== PROBLEM TO SOLVE ==
Please rewrite the data below with "point out" changed to "mark" everywhere it occurs, keeping everything else the same and leaving out the pictures.

== DATASET EXCERPTS ==
* Start *
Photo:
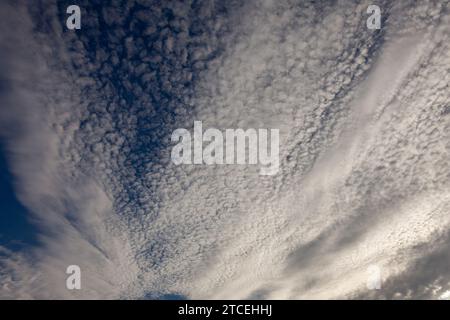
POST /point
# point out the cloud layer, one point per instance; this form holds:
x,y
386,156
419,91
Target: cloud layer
x,y
364,148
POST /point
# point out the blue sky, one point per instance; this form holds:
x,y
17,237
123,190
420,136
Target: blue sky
x,y
87,117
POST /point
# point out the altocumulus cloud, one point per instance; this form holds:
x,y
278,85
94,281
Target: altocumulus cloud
x,y
86,117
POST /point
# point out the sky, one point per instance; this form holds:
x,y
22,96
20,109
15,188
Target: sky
x,y
86,176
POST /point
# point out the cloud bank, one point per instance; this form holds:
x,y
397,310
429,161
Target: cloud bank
x,y
87,116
* End *
== ANSWER TO THE TASK ==
Photo:
POST /point
# mark the cloud layer, one point per instance; this form holds:
x,y
386,156
419,91
Target: cloud layer
x,y
364,148
POST /point
# mark the blue sky, one point per instance; this form holds:
x,y
17,237
123,190
420,136
Target: blue sky
x,y
87,117
POST /point
# mark the altocumulus cloud, one point per instance; this form holds:
x,y
278,85
94,281
Target: altocumulus cloud
x,y
86,117
POST /point
# mark the sky, one point per instance; this form holds:
x,y
22,96
20,109
15,188
Target: sky
x,y
86,176
POST /point
# mark the cloud bank, one point per instance; this form holds:
x,y
397,310
429,161
Target: cloud bank
x,y
87,116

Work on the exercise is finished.